### [EXERCISE PROMPT]
Copy the passage from the truth table page below, from "How It Works" up to and including "determine the output.", keeping every word and symbol unchanged.

### [DOCUMENT SECTION]
>> Begin

Overview
A truth table is a systematic tabular representation that lists every possible combination of input values for a boolean function and shows the corresponding output for each. Truth tables are the fundamental language of digital logic — they completely and unambiguously define any logic gate, combinational circuit, or boolean expression.
For a circuit with N input variables, the truth table has 2^N rows (one per unique input combination). Inputs are typically listed in binary counting order from all zeros to all ones. For a 2-input gate, that is 4 rows (00, 01, 10, 11). For a 3-input circuit, 8 rows. For a 4-input circuit, 16 rows.
The truth table generator in the simulator displays the truth table for any gate you click on, showing real-time highlighted rows as you toggle inputs. The prebuilt circuit library also shows truth tables for complete circuits like adders, multiplexers, and decoders.
How It Works
To generate a truth table manually: list all input variables as column headers, then add an output column. Fill in the rows using binary counting order for the inputs (start from all zeros). Evaluate the boolean function for each row to determine the output.
For multi-output circuits (like adders with Sum and Carry outputs), add a column for each output. For a half adder with inputs A and B: the Sum column is A ⊕ B and the Carry column is A · B.

>> End

### [DATASET EXTRACT]
>> Begin

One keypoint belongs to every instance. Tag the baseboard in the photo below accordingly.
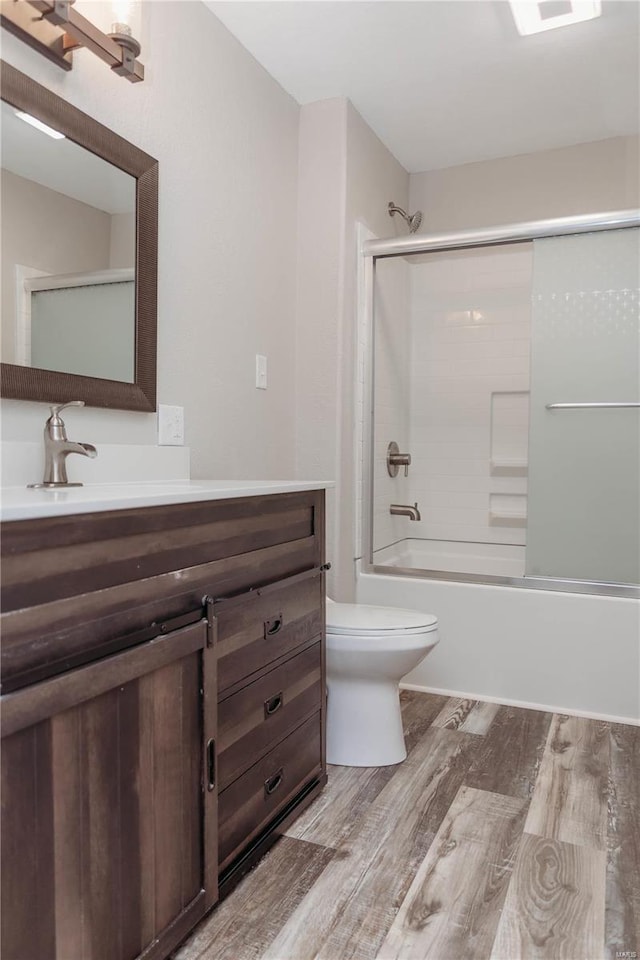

>> End

### [ANSWER BELOW]
How It Works
To generate a truth table manually: list all input variables as column headers, then add an output column. Fill in the rows using binary counting order for the inputs (start from all zeros). Evaluate the boolean function for each row to determine the output.